* **GIVEN PASSAGE**:
Women Who Rocked the Finance World — Muriel Faye “Mickie” Siebert
The finance world has been largely male-dominated to date. That’s no secret! But did you know that many women have also made their mark on the industry?
Yes! There have been feisty females throughout the ages who have pushed for change. And as Contentworks is a financial services marketing agency spearheaded by female CEOS with a passion for equality, we’ve been delving deeper into the lives of these game-changers.
In this article we’ll be looking at fearless financial revolutionary Muriel Faye “Mickie” Siebert.
A determined trailblazer for Women on Wall Street
Born in Cleveland Ohio in 1928 to Hungarian immigrants, Muriel Faye Siebert pursued education at the Western Reserve University, but did not manage to graduate due to her father’s ill health. A lack of degree, however, did not stop ‘Mickie’ (as she was known to her friends and family) from embarking on a career that would ultimately change the course of history for women on Wall Street.

Location identification items:
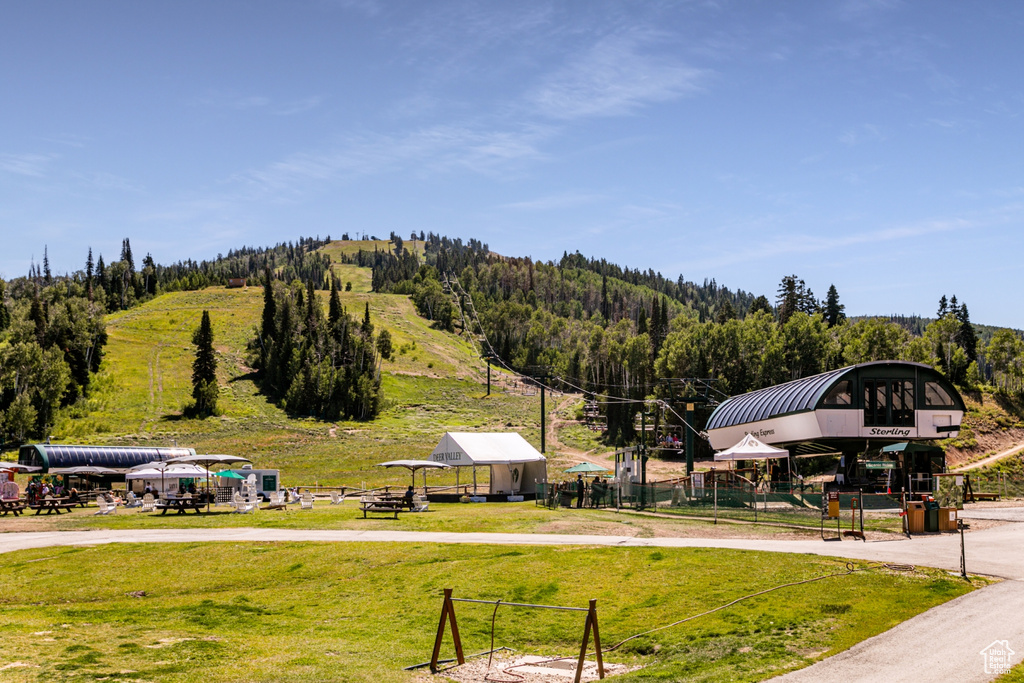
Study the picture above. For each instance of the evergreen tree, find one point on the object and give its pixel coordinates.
(834, 310)
(205, 388)
(127, 257)
(268, 323)
(725, 312)
(605, 304)
(384, 344)
(88, 274)
(368, 327)
(38, 316)
(334, 309)
(101, 273)
(761, 303)
(4, 313)
(968, 336)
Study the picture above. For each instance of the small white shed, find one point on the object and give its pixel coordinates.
(515, 465)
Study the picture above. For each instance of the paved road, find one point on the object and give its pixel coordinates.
(942, 643)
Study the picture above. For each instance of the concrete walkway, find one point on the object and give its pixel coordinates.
(942, 643)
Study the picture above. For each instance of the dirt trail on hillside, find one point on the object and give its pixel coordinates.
(991, 459)
(998, 442)
(655, 468)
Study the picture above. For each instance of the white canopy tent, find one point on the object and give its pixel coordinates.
(515, 466)
(751, 449)
(157, 474)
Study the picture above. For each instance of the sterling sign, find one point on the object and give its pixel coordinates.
(451, 458)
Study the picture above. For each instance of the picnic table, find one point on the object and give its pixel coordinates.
(180, 505)
(385, 506)
(52, 505)
(11, 505)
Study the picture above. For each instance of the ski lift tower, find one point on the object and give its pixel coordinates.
(691, 392)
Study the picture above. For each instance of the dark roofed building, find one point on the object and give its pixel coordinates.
(49, 456)
(883, 401)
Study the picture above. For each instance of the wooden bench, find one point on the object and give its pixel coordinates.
(13, 507)
(53, 505)
(385, 507)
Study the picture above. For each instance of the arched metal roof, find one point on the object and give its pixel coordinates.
(49, 456)
(796, 396)
(799, 395)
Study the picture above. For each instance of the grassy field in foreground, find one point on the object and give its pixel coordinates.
(361, 611)
(434, 384)
(454, 517)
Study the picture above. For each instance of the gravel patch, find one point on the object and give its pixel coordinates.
(528, 669)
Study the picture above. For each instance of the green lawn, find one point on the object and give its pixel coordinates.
(456, 517)
(294, 611)
(435, 383)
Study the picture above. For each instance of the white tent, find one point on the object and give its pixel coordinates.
(751, 449)
(515, 465)
(158, 474)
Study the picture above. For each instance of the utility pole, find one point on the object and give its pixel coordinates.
(695, 390)
(690, 409)
(541, 374)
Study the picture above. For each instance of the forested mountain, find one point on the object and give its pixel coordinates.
(51, 326)
(614, 333)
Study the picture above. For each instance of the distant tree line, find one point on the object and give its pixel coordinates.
(51, 342)
(51, 326)
(616, 332)
(327, 367)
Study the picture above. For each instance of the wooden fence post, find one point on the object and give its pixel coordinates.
(448, 610)
(591, 624)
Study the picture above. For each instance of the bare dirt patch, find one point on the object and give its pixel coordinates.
(989, 442)
(528, 669)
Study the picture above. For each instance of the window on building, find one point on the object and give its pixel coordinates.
(902, 402)
(876, 402)
(936, 395)
(841, 394)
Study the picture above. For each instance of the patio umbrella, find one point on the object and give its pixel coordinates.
(414, 465)
(158, 465)
(83, 470)
(177, 470)
(587, 467)
(209, 460)
(17, 467)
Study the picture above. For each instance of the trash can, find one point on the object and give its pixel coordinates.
(947, 519)
(915, 516)
(931, 516)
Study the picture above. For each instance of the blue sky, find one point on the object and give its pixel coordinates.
(871, 144)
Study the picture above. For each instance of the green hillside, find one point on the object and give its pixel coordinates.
(433, 384)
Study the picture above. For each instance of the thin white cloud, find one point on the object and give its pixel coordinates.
(298, 105)
(33, 165)
(433, 150)
(784, 245)
(860, 134)
(554, 202)
(103, 180)
(232, 101)
(613, 78)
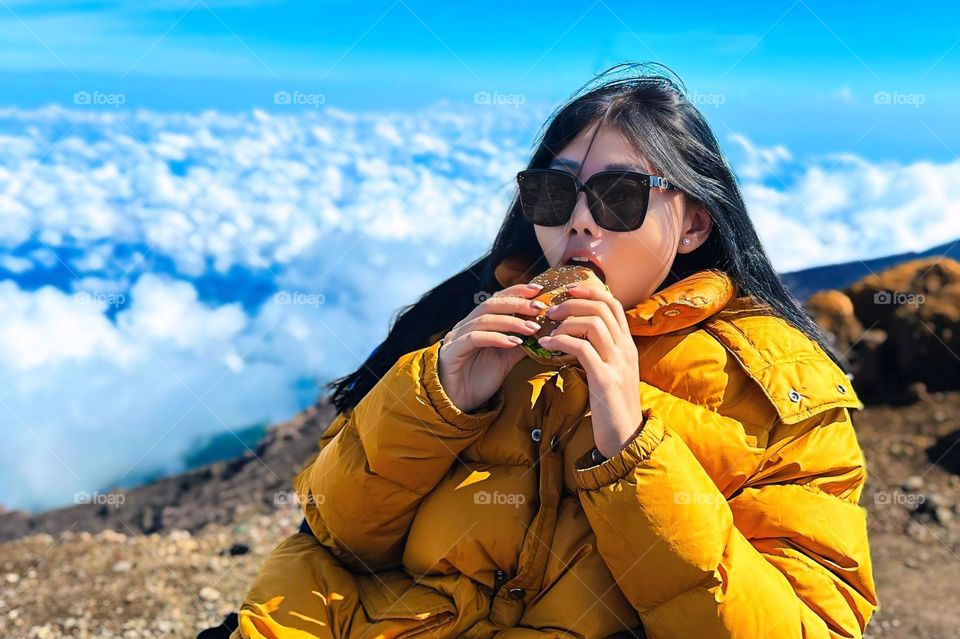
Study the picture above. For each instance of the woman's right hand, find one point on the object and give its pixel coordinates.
(477, 354)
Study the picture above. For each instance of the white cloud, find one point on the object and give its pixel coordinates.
(170, 222)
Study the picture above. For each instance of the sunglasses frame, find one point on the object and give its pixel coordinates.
(647, 182)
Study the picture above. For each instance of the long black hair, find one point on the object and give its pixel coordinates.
(648, 104)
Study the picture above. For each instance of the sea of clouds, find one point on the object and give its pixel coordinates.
(166, 277)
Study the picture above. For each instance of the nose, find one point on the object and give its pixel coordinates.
(581, 219)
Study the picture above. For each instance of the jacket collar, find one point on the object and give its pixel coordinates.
(680, 305)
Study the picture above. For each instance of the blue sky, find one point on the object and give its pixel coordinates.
(800, 73)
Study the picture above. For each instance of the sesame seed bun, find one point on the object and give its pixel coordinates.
(553, 280)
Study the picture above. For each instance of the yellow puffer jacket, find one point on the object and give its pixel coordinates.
(733, 513)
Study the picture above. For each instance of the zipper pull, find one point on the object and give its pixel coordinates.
(499, 577)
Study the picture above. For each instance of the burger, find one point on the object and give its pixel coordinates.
(553, 281)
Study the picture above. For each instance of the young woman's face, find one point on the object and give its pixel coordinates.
(635, 263)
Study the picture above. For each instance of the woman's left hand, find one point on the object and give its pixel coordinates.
(594, 329)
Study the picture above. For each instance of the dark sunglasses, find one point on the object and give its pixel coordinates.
(617, 199)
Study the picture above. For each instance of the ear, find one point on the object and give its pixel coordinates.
(696, 228)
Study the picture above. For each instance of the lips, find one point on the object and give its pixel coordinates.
(592, 266)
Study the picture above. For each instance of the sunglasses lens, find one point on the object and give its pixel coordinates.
(547, 197)
(619, 202)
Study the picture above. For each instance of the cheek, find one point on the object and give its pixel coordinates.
(639, 260)
(551, 242)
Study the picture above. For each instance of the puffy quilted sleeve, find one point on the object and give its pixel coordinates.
(783, 554)
(359, 493)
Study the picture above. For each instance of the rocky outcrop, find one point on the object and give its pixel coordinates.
(258, 482)
(898, 329)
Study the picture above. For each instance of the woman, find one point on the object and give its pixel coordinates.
(695, 474)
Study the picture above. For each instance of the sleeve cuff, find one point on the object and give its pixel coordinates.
(430, 378)
(593, 477)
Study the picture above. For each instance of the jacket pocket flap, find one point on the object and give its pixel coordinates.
(393, 594)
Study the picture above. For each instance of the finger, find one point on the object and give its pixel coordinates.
(500, 323)
(521, 290)
(594, 330)
(580, 306)
(468, 342)
(607, 298)
(579, 348)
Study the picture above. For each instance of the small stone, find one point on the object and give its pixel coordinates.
(122, 566)
(209, 594)
(913, 483)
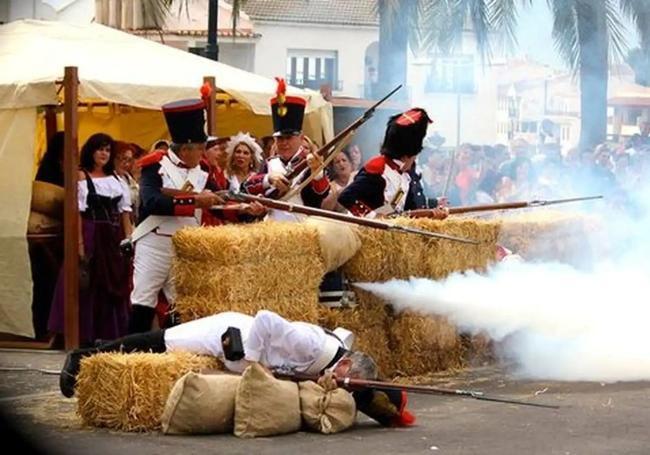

* **WRITTEN PROBLEM A**:
In the Muriel Siebert article, why did Siebert not graduate from Western Reserve University?
* **WRITTEN PROBLEM B**:
Gather every line of the records that contains the word "hillside".
The Muriel Siebert article and the records are separate material with no connection.

* **FULL ANSWER A**:
Her father's ill health kept her from graduating.

* **FULL ANSWER B**:
Study the picture above. For each instance of the dirt trail on hillside, find one point on the object and give its pixel coordinates.
Study the picture above. For each instance of the green hillside, find one point on the object and give its pixel coordinates.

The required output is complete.